*Stored entries:*
________________________________________

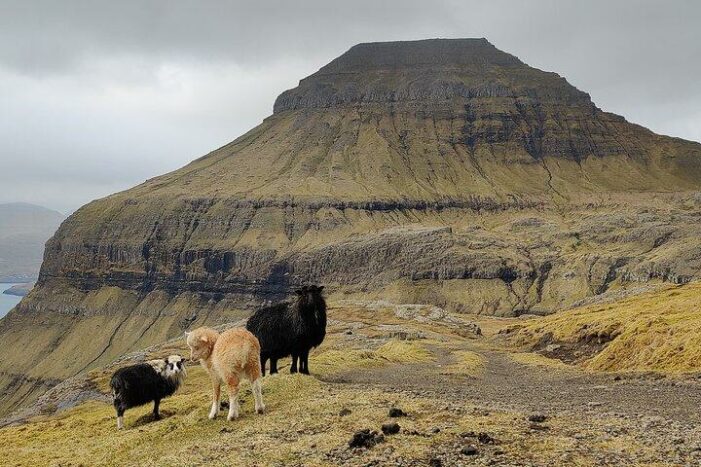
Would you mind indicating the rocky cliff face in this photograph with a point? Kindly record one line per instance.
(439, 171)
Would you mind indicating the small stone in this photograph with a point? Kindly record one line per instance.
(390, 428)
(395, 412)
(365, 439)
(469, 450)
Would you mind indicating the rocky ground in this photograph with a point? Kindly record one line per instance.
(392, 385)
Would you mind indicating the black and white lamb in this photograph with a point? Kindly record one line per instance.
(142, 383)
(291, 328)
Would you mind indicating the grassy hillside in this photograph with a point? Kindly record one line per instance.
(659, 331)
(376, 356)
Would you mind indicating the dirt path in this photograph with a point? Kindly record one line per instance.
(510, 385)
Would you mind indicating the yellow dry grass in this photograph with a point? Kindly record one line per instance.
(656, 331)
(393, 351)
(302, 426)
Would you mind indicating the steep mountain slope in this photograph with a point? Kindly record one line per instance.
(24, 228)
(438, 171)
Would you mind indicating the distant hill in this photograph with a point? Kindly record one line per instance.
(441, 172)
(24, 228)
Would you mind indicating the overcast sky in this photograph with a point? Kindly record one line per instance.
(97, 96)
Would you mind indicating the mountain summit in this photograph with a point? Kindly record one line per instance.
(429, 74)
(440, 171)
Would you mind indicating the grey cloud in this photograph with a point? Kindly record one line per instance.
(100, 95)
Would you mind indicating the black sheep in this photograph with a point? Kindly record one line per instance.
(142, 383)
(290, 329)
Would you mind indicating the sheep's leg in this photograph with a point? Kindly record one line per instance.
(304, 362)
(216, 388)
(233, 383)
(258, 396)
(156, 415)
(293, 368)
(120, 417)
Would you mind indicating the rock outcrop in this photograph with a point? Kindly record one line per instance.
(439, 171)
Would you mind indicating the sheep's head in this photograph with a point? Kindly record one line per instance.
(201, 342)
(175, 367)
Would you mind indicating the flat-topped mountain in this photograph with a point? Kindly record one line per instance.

________________________________________

*PROBLEM:* Using the material above, retype each entry exactly and omit the pictures.

*REPLY:*
Would you mind indicating the rocky cliff face in this photograph with a point? Kindly record one line per instance.
(439, 171)
Would you mind indicating the small stone in this photograph with a point? Kindly record one line per instance.
(390, 428)
(395, 412)
(365, 439)
(469, 450)
Would you mind indicating the rocky ground in this photograph with a point? Kindly record one line per instance.
(392, 385)
Would you mind indicating the black and white lamb in this photograph with a point? Kindly record one line per instance.
(142, 383)
(291, 328)
Would you mind indicating the grassy hillside in this photograph with a point? Kindly record one line per instance.
(659, 331)
(376, 356)
Would you mind indicating the dirt path in this photograph with a point? Kindly record one line per instance.
(510, 385)
Would you mind indicating the yellow dry grass in this photograph with a point? Kindly record one line per instance.
(656, 331)
(393, 351)
(302, 426)
Would you mind indicating the steep mountain slope in this photograph with a point? Kindly record one line per instance.
(24, 228)
(438, 171)
Would you mind indicating the distant hill in this photograph with a point? Kindly record one line per instance.
(441, 172)
(24, 228)
Would you mind indicating the overcast sky in this photograph with a point? Kindly record one line per instance.
(97, 96)
Would you mind indicating the mountain summit in this photograph with a point? Kindly record one line per instance.
(429, 74)
(440, 171)
Would you mind indicating the grey cloud in this photograph with a point? Kindly record one line per instance.
(100, 95)
Would you mind indicating the black sheep in this photograph with a point? Kindly record one line per instance.
(142, 383)
(290, 329)
Would you mind indicating the sheep's leg in this photograph with a point? Kindly record one line per instance.
(304, 362)
(216, 388)
(233, 383)
(258, 396)
(156, 415)
(293, 368)
(120, 417)
Would you mind indicating the rock outcrop in this photograph with a point? Kindly record one line per instance.
(439, 171)
Would you mind indicating the sheep's head in this photograph with a point? Kindly record one line per instance.
(201, 342)
(175, 367)
Would you mind indicating the flat-topped mountain in this photograph with a point? Kindly record one line per instance.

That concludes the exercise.